#### Data lines:
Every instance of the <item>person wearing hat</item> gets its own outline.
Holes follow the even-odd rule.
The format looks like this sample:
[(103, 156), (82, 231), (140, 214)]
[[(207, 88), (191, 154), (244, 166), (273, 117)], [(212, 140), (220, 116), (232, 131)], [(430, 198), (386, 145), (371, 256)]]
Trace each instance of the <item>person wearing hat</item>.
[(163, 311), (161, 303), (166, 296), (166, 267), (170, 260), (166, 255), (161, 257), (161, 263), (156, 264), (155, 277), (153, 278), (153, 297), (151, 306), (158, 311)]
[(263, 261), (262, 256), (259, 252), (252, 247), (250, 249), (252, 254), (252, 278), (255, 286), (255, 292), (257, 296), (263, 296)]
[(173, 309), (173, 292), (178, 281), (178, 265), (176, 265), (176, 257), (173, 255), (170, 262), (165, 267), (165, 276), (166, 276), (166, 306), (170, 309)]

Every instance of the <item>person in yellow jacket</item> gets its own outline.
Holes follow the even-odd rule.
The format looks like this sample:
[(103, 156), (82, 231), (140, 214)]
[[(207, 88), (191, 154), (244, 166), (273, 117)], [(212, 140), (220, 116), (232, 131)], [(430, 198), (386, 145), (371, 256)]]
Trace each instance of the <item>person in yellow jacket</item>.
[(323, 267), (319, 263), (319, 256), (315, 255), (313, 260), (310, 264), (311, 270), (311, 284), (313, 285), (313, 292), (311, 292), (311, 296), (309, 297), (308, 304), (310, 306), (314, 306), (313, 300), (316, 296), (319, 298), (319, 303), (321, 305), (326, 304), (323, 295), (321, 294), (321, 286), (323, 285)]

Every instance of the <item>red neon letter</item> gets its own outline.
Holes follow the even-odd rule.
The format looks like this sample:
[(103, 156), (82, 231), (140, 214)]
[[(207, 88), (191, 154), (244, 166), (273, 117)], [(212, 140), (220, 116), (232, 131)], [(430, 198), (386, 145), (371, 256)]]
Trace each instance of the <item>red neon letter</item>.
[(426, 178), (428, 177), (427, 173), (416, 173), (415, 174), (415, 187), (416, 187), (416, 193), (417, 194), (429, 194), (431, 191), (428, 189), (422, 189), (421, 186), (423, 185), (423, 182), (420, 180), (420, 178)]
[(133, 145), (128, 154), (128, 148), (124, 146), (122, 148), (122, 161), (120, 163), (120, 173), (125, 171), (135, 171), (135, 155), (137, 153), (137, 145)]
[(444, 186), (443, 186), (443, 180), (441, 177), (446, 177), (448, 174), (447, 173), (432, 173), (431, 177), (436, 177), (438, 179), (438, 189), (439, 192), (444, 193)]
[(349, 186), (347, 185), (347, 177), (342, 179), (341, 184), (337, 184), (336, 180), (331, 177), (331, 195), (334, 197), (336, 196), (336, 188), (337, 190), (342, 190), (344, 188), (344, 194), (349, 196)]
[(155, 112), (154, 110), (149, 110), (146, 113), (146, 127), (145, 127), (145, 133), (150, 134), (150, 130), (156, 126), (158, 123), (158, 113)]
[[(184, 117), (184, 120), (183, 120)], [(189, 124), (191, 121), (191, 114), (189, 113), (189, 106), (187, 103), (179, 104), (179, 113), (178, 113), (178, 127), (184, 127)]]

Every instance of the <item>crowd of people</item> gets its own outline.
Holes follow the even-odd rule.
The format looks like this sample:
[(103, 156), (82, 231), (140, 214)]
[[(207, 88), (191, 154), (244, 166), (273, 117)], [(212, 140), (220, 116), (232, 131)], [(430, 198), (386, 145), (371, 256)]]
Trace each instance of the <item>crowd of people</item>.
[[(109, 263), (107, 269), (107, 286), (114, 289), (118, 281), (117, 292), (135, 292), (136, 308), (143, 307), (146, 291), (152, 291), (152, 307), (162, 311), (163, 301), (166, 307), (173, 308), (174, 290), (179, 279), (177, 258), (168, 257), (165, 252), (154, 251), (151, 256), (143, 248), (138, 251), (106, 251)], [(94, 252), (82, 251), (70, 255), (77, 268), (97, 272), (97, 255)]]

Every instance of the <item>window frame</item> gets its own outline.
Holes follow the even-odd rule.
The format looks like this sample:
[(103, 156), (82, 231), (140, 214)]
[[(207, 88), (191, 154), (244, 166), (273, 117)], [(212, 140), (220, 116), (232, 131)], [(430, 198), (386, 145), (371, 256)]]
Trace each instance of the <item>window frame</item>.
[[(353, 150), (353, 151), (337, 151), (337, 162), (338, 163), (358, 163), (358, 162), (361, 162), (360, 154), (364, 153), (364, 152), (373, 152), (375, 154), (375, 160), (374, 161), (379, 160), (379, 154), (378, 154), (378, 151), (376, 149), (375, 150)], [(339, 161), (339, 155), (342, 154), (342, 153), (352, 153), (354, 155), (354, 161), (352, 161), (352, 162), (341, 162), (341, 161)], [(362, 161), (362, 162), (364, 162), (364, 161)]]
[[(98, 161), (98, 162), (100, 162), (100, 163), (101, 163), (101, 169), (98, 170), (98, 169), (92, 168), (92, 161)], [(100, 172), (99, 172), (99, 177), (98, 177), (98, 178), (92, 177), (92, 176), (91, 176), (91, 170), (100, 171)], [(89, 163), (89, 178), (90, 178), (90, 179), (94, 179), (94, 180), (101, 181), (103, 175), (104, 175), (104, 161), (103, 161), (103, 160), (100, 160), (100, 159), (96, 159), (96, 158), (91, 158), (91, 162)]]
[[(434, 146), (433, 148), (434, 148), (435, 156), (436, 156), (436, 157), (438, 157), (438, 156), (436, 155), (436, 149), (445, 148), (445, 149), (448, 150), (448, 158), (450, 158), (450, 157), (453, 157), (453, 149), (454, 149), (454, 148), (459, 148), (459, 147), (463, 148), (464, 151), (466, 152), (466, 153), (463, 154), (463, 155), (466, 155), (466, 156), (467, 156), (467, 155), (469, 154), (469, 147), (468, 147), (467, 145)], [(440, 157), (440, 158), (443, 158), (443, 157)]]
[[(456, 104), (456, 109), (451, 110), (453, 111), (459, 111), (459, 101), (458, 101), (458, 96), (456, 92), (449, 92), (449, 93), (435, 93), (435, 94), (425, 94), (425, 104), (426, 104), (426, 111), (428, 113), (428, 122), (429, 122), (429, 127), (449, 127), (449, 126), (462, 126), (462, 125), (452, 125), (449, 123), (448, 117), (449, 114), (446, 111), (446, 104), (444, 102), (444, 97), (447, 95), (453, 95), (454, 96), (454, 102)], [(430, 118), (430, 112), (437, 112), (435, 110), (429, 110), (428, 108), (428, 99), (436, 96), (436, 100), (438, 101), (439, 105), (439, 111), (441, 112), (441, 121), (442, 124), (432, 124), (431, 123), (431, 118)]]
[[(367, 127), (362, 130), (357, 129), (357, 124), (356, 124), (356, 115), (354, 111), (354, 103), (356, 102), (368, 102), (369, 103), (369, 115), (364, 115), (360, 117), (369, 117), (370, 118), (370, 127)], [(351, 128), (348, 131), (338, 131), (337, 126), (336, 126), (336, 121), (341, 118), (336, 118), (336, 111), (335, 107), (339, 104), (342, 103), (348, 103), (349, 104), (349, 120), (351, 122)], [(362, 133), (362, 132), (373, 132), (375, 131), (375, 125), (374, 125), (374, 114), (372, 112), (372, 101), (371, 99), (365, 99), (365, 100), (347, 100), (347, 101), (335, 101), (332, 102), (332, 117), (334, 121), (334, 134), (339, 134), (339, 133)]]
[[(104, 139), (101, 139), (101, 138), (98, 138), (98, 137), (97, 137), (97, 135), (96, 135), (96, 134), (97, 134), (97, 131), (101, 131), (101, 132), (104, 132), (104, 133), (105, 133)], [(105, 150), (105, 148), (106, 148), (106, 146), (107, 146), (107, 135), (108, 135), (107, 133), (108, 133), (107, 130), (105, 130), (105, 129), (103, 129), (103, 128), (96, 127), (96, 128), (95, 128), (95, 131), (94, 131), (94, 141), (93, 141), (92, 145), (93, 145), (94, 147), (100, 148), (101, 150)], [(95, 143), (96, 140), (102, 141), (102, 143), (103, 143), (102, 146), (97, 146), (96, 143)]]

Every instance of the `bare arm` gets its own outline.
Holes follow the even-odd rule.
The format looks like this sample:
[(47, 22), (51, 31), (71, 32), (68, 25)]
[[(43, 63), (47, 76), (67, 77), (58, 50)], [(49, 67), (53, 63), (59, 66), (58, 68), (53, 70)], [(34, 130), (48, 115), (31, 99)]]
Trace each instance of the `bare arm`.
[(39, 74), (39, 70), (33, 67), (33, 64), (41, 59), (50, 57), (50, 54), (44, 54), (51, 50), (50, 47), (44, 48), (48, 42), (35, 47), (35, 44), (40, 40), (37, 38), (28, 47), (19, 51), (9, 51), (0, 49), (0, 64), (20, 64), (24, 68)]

#### Directions for this task:
Return the lines of the listing above, unchanged, from the line with "Every instance of the <item>red" to the line with "127), (184, 127)]]", both included.

#### Output of the exercise:
Every instance of the <item>red neon letter</item> gets its own outline.
Holes follow the even-odd rule.
The format looks like this sample:
[(103, 156), (82, 231), (140, 214)]
[[(207, 88), (191, 154), (244, 166), (273, 117)], [(212, 140), (220, 116), (232, 131)], [(430, 198), (386, 145), (371, 256)]]
Trace each instance of the <item>red neon letter</item>.
[(426, 178), (428, 177), (427, 173), (416, 173), (415, 174), (415, 187), (416, 187), (416, 193), (417, 194), (429, 194), (431, 191), (428, 189), (422, 189), (421, 186), (423, 185), (423, 182), (420, 180), (420, 178)]
[(133, 145), (128, 154), (128, 148), (124, 146), (122, 148), (122, 161), (120, 163), (120, 173), (125, 171), (135, 171), (135, 155), (137, 153), (137, 145)]
[(444, 186), (443, 186), (443, 180), (441, 177), (446, 177), (448, 174), (447, 173), (432, 173), (431, 177), (436, 177), (438, 179), (438, 189), (439, 192), (444, 193)]
[(349, 186), (347, 185), (347, 177), (342, 179), (341, 184), (337, 184), (336, 180), (331, 177), (331, 195), (334, 197), (336, 196), (336, 188), (337, 190), (342, 190), (344, 188), (344, 194), (349, 196)]
[(155, 112), (154, 110), (149, 110), (146, 113), (146, 127), (145, 127), (145, 133), (150, 134), (150, 130), (156, 126), (158, 123), (158, 113)]
[[(184, 117), (184, 120), (183, 120)], [(189, 124), (191, 121), (191, 114), (189, 113), (189, 106), (187, 103), (179, 104), (179, 113), (178, 113), (178, 127), (184, 127)]]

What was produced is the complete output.